**PODANY FRAGMENT:**
Kinka Japan, czyli złoto na skórze..

Ostatnio moje posty skupiły się głównie na podróżach i szeroko pojętym lifestyle'em.. Dziś mam dla Was coś kosmetycznego, ponieważ ostatnio odkrywam coraz to lepsze perełki! Jak możecie się domyślić, kosmetyk który chciałabym Wam zaprezentować jest nietuzinkowy i niedostępny w Polsce (póki co!), ale jestem pod niesamowitym wrażeniem, jakie niesamowite działanie mają dla mnie kosmetyki z Japonii.. 

Zanim jednak przejdę do produktu, opowiem kilka słów jak i gdzie go zdobyłam. 

Jadąc do Japonii (jeśli chcesz poczytać moje turystyczne posty z Japonii to kliknij tutaj oraz tutaj) nastawiałam się oczywiście na zakup kosmetyków. Gdy już kupiłam trochę tego i trochę tamtego i generalnie miałam tyle rzeczy, że już nic nie mieściło mi się do torby, pozostała mi jedynie strefa wolnocłowa. Wiem co myślisz - ceny z marżą 150%, ale co zrobić jak już w walizce się nie mieści a zostało trochę jenów i czasu na lotnisku? 💁😺

Jeśli powiem, że kupiłam tylko tą jedną rzecz na lotnisku to skłamię, ale resztę póki co przemilczę ;). Dlaczego w ogóle o tym mówię? Ponieważ przy kupnie tego kosmetyku jeszcze nigdy tak się nie bałam.. 😺Tak, dobrze czytasz, BAŁAM :D 

Wtrącenie: żeby zrozumieć dobrze ten tekst musisz o mnie wiedzieć, że bardzo nie lubie łamać prawa, tak po prostu dla zasady. Nie przechodze na czerwonym, jak "jakdojade" pokazuje mi, że będę jechać komunikacją miejską 21 min to kupuje bilet nie na 20 min, tylko na 75 min (przecież jadę więcej niż 20 min!).. 

Zapewne znasz zasady, jakich trzeba przestrzegać lecąc samolotem: nie bierz ze sobą broni, bomb, kosmetyków powyżej 100 ml. No właśnie. Więc kupując towar na strefie bezcłowej nie jest to problemem. No chyba, że masz przesiadkę na innym lotnisku. I co zrobić, kiedy ja zakochałam się od pierwszego wejrzenia w takim właśnie kosmetyku?

**PRZEKAZANE INFORMACJE:**

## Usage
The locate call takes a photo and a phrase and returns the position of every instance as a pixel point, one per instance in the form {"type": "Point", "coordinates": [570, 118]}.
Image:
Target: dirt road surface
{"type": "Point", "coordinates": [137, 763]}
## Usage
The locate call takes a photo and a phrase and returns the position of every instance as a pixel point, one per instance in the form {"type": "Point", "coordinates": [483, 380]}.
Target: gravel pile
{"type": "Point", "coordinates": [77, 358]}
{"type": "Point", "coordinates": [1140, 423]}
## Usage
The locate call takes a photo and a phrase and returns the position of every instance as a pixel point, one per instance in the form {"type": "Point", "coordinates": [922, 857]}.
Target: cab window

**TREŚĆ POLECEŃ:**
1. Proszę wymienić wszystkie rzeczy, których według wpisu o kosmetyku Kinka Japan nie wolno zabierać ze sobą do samolotu.
2. Należy kontynuować wpis o kosmetyku Kinka Japan, pisząc dalej od jego ostatniego zdania.

**ODPOWIEDZI:**
1. Broń, bomby, kosmetyki powyżej 100 ml.

2.
Pan Kasjer zapytał nas grzecznie czy mamy przesiadkę. Odpowiedziałam, że tak, owszem mamy. Na co Pan nas poinformował, że z dużym prawdopodobieństwem na kontroli towar ten zostanie skonfiskowany jako niedozwolony. Z przykrością oddałam zakup, jednak nie mogłam tego przeboleć. Po 30 min rozmyślań wróciłam. Stwierdziłam, że trudno, raz się żyje, a tej śliczności nie odpuszczę bo będę żałować! I kupiłam. 

Wysiadamy z samolotu w Dubaju, po pewnym czasie wołają nas na kolejny lot, teraz już do Polski. Z afirmacjami powtarzanymi w głowie od czasu wystartowania poprzedniego samolotu, podchodzimy do kontroli.. i.. udało się! Nikt nie skonfiskował naszych cudeniek zatem mogę opisać wrażenia z ich stosowania! :)


Produkt jest w smukłej buteleczce z pompką z pięknymi drobinkami złota, których jak widać jest dosyć sporo. Stosuje go codziennie rano i wieczorem od września. Nie jest ani zbyt wodnisty ani zbyt gęsty, ma delikatny zapach, który szybko znika. Dla mnie to duży plus, nie lubie jak mi "z twarzy" czymś pachnie 😺. 

A co jeśli chodzi o jego działanie? 

W momencie zakupu, gdy posmarowałam sobie kawałek dłoni w sklepie byłam zachwycona delikatnością i nawilżeniem jaki ten lotion jej dał. Jednak jak już miałam go zacząć stosować zaczęłam się trochę obawiać, że dla mojej wymagającej cery to będzie jednak za mało..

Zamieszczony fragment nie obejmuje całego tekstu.